=== Begin Enclosure ===

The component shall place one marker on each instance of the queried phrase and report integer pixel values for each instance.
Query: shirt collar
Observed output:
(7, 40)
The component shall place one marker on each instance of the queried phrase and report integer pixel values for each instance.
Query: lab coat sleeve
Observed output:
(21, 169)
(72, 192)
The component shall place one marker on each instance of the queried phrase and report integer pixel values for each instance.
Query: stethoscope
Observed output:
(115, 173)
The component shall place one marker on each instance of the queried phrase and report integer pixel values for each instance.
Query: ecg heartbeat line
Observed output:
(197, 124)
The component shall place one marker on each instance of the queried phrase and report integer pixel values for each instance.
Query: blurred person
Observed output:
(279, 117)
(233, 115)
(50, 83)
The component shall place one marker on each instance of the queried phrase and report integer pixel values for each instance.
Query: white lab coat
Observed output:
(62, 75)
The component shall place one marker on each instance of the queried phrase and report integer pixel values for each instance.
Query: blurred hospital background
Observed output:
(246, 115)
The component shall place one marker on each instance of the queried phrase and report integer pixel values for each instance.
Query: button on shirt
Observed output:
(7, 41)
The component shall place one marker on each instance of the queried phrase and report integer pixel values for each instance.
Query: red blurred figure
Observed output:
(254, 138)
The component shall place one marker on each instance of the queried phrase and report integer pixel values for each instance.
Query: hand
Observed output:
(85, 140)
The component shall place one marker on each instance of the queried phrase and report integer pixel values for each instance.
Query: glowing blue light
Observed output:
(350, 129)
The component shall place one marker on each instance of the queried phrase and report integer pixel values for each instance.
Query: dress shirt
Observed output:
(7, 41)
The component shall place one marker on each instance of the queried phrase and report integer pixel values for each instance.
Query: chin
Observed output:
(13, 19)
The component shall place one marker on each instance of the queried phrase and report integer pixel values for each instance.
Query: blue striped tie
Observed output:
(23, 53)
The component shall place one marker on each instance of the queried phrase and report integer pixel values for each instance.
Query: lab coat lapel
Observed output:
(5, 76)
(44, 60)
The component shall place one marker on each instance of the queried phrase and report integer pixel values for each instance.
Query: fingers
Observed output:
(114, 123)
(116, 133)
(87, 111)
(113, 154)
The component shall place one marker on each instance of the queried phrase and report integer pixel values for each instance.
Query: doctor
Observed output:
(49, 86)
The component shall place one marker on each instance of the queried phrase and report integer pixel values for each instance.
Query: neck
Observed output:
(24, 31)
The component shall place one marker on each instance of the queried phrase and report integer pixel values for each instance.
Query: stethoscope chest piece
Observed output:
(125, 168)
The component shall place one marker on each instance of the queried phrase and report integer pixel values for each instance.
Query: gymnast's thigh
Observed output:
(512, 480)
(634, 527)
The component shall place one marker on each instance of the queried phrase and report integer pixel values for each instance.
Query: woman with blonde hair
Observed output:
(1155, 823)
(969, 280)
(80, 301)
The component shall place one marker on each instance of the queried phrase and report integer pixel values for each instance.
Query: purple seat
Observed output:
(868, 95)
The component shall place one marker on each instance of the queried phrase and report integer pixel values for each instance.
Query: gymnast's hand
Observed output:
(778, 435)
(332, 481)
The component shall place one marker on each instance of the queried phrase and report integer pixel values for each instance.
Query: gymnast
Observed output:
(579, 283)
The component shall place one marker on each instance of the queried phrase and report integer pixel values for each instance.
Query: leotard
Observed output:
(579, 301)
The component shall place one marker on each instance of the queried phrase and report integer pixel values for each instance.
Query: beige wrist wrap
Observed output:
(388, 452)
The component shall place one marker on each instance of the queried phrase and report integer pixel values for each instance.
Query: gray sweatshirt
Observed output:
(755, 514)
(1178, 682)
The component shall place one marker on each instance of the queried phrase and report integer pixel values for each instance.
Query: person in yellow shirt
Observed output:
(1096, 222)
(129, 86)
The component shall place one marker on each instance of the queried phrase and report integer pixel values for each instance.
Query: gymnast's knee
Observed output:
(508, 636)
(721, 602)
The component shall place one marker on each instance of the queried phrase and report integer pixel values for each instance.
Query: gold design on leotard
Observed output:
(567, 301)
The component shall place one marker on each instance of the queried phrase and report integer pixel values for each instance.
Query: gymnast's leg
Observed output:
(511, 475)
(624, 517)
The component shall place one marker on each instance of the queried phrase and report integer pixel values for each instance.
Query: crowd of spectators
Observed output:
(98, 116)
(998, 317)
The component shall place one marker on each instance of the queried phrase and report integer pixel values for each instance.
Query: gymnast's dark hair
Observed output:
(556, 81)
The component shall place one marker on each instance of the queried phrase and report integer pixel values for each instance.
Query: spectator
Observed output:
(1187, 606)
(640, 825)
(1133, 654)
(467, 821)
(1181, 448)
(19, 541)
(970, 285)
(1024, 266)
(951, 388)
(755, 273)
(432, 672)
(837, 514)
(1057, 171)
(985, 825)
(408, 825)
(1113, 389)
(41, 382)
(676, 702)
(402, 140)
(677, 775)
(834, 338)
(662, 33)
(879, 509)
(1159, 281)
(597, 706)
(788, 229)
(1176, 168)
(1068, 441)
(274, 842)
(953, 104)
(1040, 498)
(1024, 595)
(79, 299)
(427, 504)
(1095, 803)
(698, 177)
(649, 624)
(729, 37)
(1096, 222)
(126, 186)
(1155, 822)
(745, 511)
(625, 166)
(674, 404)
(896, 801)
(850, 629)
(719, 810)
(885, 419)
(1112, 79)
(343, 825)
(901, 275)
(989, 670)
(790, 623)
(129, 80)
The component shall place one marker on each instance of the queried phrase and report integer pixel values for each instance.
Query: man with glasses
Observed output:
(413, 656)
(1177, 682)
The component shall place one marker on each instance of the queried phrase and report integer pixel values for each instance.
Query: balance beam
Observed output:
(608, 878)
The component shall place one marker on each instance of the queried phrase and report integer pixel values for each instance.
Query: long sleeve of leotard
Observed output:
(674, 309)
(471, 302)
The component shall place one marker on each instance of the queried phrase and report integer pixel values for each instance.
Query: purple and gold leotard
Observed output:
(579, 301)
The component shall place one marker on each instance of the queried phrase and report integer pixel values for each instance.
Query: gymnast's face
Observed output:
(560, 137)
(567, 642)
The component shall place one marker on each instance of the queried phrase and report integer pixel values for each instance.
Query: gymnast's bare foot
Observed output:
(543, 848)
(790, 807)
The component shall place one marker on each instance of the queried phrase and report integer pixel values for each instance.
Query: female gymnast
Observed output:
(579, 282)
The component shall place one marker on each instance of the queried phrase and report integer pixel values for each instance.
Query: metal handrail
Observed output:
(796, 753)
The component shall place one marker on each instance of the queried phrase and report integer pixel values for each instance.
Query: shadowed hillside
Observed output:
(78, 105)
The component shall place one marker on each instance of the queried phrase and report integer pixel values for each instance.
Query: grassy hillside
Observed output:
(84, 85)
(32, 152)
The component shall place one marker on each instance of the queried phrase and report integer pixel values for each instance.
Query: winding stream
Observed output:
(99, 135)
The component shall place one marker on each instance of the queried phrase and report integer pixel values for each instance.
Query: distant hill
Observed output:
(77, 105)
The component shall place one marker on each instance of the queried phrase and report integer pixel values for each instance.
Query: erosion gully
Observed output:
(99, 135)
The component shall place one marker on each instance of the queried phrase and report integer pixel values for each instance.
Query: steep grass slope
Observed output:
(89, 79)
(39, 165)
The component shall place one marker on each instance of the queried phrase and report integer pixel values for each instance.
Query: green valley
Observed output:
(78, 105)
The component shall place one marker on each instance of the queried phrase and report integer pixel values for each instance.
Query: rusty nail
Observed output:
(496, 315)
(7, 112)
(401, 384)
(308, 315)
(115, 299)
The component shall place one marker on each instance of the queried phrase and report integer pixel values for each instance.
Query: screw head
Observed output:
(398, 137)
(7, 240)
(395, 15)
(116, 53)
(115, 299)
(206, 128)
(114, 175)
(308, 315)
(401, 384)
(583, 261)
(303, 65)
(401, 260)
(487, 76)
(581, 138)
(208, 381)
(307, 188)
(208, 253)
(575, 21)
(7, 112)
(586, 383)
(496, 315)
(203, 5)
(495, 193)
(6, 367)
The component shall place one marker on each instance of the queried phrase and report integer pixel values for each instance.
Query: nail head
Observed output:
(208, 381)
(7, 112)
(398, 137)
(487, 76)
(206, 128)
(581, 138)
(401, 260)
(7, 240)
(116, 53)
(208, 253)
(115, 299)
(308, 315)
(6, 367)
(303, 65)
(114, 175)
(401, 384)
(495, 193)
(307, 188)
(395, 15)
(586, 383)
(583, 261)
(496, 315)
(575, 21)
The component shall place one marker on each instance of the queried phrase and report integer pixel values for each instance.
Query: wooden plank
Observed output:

=== End Enclosure ===

■ Problem details ■
Where a line in the records above contains the string "person", copy that line.

■ Exercise result ■
Query: blurred person
Query: person in yellow shirt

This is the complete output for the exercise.